Print word for word the part of the obscenity trial article that begins with "The defendant in" and stops after "be deemed obscene.".

_Supplied text_
- Opening Delimiter -

The defendant in an obscenity trial in Florida will use publicly available search data from Google to show that people are more likely to search for terms like "orgy" than "apple pie" or "watermelon".
Clinton McCowen, who runs a pornographic website based in Florida will argue that, because Google users show more interest in sexual subjects than many topics considered "mainstream", the material on his site should not be deemed obscene.
Mr McCowen's lawyer said that jurors would routinely condemn material that they themselves consumed in private, and that Google's search data would give a sense of "how people really think and feel and act in their own homes."
"We tried to come up with comparison search terms that would embody typical American values," Lawrence Walters, who is defending Mr McCowen, told The New York Times. "What is more American than apple pie?" Yet data that anybody could access through Google's new Trends service showed that "people are at least as interested in group sex as they are in apple pie," he said.
The Florida state prosector in the case, which will be heard on July 1, said that just because people used Google to search for sex-related topics did not mean that data could be used as evidence for a community's values.
"How many times you do something doesn't necessarily speak to standards," Russ Edgar, said. He added that he was still assessing whether he would try to block the use of the search data.
The defence case may also run into difficulties in that the data, which is gleaned from an experimental service called Google Trends, does not show how many people searched for terms - only their relative popularity over time. The service shows that in Pensacola, a city in north west Florida, "orgy" was a less popular search term than "surfing" and "Nintendo".

- Closing Delimiter -

_Recorded information_

- Opening Delimiter -

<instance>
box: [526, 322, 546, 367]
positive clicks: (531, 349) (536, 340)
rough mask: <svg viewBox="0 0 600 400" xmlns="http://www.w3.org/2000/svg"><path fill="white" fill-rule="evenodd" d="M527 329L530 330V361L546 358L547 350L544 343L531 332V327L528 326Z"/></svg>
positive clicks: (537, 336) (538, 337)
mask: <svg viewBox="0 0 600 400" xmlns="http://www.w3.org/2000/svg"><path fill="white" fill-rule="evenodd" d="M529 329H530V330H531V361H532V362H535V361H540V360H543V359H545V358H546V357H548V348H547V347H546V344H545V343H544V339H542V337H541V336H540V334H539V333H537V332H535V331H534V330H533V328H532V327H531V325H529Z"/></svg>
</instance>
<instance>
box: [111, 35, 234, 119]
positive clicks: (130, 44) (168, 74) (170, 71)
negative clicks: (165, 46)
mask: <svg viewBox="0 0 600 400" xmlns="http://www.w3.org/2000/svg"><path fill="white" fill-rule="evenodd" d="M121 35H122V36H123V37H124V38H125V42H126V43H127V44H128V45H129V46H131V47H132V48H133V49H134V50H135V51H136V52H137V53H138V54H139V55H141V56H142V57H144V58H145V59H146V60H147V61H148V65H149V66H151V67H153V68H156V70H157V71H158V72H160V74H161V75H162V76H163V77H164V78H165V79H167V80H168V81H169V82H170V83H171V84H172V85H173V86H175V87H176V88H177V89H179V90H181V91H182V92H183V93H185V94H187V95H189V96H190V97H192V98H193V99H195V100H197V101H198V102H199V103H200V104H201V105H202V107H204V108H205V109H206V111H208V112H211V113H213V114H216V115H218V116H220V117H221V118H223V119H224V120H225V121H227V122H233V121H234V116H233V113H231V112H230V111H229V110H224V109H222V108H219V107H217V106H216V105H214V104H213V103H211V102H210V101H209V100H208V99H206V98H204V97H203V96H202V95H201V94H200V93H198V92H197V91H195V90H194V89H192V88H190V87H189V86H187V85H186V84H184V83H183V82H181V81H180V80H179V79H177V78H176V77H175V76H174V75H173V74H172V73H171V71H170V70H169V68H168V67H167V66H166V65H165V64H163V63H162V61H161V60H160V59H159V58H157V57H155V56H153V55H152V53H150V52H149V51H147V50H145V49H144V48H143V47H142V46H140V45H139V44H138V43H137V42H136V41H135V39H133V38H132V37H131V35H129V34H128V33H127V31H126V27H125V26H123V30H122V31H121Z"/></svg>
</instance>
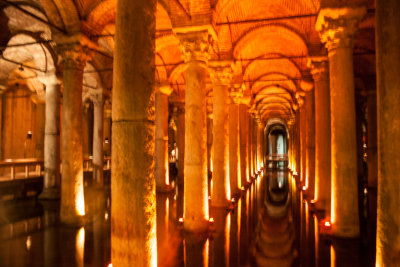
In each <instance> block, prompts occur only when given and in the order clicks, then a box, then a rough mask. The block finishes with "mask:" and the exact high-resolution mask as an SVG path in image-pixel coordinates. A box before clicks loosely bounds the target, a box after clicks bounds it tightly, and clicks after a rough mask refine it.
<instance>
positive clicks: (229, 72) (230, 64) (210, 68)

- Closing Delimiter -

_Written response_
The defendant in an obscenity trial in Florida will use publicly available search data from Google to show that people are more likely to search for terms like "orgy" than "apple pie" or "watermelon".
Clinton McCowen, who runs a pornographic website based in Florida will argue that, because Google users show more interest in sexual subjects than many topics considered "mainstream", the material on his site should not be deemed obscene.